PROVIDED DATA section start
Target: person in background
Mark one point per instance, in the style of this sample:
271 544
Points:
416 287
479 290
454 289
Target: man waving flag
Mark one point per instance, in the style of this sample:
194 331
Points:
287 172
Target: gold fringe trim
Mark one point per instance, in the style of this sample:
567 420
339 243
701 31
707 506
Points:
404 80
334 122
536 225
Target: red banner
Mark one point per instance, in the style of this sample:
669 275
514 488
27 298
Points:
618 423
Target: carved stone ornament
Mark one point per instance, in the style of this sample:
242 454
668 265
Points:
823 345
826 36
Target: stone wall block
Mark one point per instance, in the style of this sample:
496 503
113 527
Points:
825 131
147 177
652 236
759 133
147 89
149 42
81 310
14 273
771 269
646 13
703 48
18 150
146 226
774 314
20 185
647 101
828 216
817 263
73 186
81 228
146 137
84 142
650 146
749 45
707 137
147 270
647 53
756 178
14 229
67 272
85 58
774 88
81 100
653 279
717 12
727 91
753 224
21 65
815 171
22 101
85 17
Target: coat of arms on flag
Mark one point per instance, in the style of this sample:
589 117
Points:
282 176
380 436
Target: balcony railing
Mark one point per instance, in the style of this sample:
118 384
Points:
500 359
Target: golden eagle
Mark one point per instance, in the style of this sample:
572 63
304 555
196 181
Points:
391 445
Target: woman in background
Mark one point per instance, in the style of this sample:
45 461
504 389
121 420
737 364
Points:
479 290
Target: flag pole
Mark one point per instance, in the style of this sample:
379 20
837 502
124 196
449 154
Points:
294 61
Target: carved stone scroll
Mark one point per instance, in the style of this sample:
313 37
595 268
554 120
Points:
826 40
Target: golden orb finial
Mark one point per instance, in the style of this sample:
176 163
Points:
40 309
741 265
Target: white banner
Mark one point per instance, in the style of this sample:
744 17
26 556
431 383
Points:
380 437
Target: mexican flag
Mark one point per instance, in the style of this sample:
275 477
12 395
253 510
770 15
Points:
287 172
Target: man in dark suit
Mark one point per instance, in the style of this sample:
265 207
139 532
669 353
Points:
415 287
PROVIDED DATA section end
**PROBLEM STATEMENT**
Give only a number: how many lines of the data hold the string "carved"?

**RESULT FOR THIS TASK**
2